COMPITI.
(a) Risponda alle seguenti domande sul testo sulla partecipazione nei territori:
(i) Quali luoghi di partecipazione esistevano prima delle Circoscrizioni?
(ii) Quale motivazione il testo indica come una delle più forti per chiudere quella esperienza?
(iii) In quale data si tiene l'incontro menzionato nel titolo?
(b) Elenchi tutti gli esempi di piccolo gruppo che il testo sulla partecipazione nei territori riporta tra parentesi.
(c) Scriva il seguito del testo sulla partecipazione nei territori, riprendendo subito dopo la sua ultima frase.

21 ottobre – ripropongo alcuni post recenti sull’ASCOLTO – in vista dell’incontro del 22 ottobre – 5

E’ pur vero che per quanto mi riguarda avevo in mente un Partito come un luogo nel quale costruire progetti di speranze, utili a sopperire alle naturali mancanze di una società sempre meno generosa, sempre più tendente all’individualismo di persona o di piccolo gruppo (la famiglia, il clan, la lobby). Fino a qualche anno fa esistevano dei “luoghi” dove poter partecipare senza dover necessariamente essere invitato o essere “parte” di un gruppo precostituito. Questi erano “le Circoscrizioni” e, prima di queste, i Quartieri. Nei secondi la partecipazione era più diretta e meno viziata da interessi di leadership e quindi c’era una maggiore libertà. I primi apparivano consessi comunali in miniatura e costavano molto di più dal punto di vista dei “bilanci”; era un elemento che tuttavia consentiva di “far parte” di una visione complessiva della Città inserendo però elementi che fossero caratterizzanti dei territori periferici. Per quel che mi consta, sul piano “culturale” ciò consentiva di creare degli stimoli consentendo alla Città nella sua complessità di non avere una visione accentrata ma policentrica e proiettata verso i margini.

Una delle motivazioni più forti per procedere verso la chiusura di quella esperienza è stata quella “economica”. Ma non c’è alcun dubbio che la decisione è stata presa proprio per limitare quella pratica di partecipazione e di libertà che veniva attuata sui territori. “Lentamente” si è condotta quella esperienza alla consunzione e la realtà palese denuncia i contorni del misfatto: sui territori già ben prima della pandemìa non vi erano più luoghi deputati alla discussione reale, concreta.

DATI GREZZI.
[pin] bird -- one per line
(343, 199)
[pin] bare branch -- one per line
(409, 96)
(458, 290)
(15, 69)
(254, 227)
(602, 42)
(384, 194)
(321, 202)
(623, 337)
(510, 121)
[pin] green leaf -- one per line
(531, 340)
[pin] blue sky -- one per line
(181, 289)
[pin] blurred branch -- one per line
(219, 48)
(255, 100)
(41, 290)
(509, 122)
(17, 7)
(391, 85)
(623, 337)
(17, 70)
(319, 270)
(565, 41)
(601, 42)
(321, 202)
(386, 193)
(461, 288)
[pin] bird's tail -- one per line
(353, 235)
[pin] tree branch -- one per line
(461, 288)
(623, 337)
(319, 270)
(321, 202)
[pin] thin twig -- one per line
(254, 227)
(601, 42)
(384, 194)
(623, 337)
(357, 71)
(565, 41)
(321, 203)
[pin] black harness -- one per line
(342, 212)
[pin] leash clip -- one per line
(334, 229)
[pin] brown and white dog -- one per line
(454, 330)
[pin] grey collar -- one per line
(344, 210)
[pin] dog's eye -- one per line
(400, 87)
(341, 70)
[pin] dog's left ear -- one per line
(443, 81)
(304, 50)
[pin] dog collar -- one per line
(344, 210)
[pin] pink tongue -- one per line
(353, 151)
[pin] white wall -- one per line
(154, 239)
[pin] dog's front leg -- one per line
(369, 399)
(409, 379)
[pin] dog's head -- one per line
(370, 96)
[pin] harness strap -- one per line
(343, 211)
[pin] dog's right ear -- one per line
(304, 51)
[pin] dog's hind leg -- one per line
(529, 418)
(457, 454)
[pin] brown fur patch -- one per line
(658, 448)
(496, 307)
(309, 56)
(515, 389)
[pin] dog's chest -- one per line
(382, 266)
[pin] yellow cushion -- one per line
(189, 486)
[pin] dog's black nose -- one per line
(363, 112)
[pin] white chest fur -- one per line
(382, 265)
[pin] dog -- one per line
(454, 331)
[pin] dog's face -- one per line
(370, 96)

RISPOSTE.
(a)
(i) I Quartieri.
(ii) Quella "economica".
(iii) Il 22 ottobre.

(b)
la famiglia
il clan
la lobby

(c)
Non ho mai fatto mancare la mia voce, pur limitata ad un Blog; in questi anni alcuni di voi mi chiedevano di riprendere a camminare “insieme”. Ma non c’erano le condizioni per poterlo fare, nell’avvertenza che anche un piccolo contributo potesse essere utile a modificare pur con piccoli passi quegli aspetti considerati da me critici e tassativi, in primo luogo il riconoscimento della giustezza delle motivazioni che mi hanno visto allontanare.

Queste condizioni non sussistono ancora e probabilmente non ci sarà mai tale riconoscimento; ma la realtà emersa da questi mesi di chiusure forzate nonchè l’età che avanza  mi spingono ad accelerare nell’auspicio di poter essere utile per un gruppo di giovani, che parta dalla consapevolezza critica della nostra (quella del Circolo Sezione Nuova San Paolo) esperienza con “altri” giovani negli anni scorsi.  La ferita che non si rimargina è dovuta anche a loro che hanno tradito le nostre speranze segnatamente perchè attratti soprattutto da un’ascesa ad un Potere locale, per raggiungere il quale hanno scelto di sostenere una parte del Partito che – garantendo  loro una collocazione sicura – si allontanava nella pratica politica da quei percorsi partecipativi messi in piedi in tante occasioni proprio qui a San Paolo (Trame di quartiere, Luoghi Ideali, Palestra delle Idee, Politicsblog).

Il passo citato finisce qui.